> **What is needed**
Write out, character for character, the data from its first line through the line containing "positive clicks: (623, 191)", including both of those lines.

◆ ◆ ◆ ◆

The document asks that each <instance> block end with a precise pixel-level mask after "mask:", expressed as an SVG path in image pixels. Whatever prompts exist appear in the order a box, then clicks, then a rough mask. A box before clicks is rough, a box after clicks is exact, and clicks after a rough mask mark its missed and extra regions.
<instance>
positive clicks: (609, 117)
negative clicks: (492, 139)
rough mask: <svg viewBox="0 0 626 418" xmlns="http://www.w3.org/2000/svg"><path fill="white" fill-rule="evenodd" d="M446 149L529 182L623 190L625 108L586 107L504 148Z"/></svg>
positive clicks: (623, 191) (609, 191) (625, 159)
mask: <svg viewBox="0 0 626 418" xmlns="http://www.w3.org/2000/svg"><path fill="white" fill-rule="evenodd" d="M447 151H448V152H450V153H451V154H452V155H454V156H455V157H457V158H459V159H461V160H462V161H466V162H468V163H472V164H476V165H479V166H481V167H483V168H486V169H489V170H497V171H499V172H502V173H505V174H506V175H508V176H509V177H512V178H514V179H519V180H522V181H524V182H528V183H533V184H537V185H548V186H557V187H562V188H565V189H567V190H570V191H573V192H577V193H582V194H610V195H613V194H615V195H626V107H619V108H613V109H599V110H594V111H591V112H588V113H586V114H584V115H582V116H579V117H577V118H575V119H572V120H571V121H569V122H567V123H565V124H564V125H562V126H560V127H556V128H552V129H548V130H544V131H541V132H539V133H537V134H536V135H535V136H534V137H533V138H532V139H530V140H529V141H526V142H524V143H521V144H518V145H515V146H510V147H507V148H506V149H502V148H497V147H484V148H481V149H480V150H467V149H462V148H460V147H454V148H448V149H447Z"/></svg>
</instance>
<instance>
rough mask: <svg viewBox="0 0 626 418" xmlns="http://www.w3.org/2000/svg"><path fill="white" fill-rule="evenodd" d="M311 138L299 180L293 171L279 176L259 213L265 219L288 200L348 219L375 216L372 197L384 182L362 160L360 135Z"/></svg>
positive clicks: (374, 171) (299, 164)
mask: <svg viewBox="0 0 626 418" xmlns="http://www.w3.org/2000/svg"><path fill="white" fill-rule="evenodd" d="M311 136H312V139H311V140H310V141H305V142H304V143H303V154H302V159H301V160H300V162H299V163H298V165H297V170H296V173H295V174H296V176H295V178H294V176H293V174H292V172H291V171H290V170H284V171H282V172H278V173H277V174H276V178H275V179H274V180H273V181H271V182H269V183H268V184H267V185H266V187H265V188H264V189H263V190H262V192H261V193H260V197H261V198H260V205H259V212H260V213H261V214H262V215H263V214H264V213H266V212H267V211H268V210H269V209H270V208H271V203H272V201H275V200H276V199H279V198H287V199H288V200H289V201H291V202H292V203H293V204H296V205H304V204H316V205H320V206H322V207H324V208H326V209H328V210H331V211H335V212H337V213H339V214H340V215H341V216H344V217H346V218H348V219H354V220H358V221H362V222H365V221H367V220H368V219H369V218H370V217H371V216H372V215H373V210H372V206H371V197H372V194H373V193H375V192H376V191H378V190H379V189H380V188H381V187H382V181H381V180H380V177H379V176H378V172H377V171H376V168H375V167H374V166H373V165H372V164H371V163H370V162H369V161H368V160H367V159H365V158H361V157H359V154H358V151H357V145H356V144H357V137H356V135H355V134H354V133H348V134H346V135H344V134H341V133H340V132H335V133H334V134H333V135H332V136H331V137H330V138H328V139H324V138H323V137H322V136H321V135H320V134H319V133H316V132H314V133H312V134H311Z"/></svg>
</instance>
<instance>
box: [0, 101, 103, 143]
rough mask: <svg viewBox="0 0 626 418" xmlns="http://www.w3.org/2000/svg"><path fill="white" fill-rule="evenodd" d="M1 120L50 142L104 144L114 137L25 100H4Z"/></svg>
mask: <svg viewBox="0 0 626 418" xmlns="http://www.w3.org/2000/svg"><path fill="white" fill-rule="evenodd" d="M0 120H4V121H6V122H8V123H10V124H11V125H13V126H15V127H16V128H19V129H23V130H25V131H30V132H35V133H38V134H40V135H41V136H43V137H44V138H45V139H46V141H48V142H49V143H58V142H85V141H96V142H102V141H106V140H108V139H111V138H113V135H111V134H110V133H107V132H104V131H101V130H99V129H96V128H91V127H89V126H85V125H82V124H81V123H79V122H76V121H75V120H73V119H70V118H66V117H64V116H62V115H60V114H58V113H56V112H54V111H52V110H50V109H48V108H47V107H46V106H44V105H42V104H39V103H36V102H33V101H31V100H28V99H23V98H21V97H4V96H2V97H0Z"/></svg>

◆ ◆ ◆ ◆

> **Written response**
The document asks that each <instance> block end with a precise pixel-level mask after "mask:", expressed as an SVG path in image pixels. Whatever prompts exist appear in the order a box, then clicks, then a rough mask. A box before clicks is rough, a box after clicks is exact, and clicks after a rough mask mark its missed and extra regions.
<instance>
positive clicks: (609, 117)
negative clicks: (492, 139)
rough mask: <svg viewBox="0 0 626 418" xmlns="http://www.w3.org/2000/svg"><path fill="white" fill-rule="evenodd" d="M446 149L529 182L623 190L625 108L586 107L504 148Z"/></svg>
positive clicks: (623, 191) (609, 191) (625, 159)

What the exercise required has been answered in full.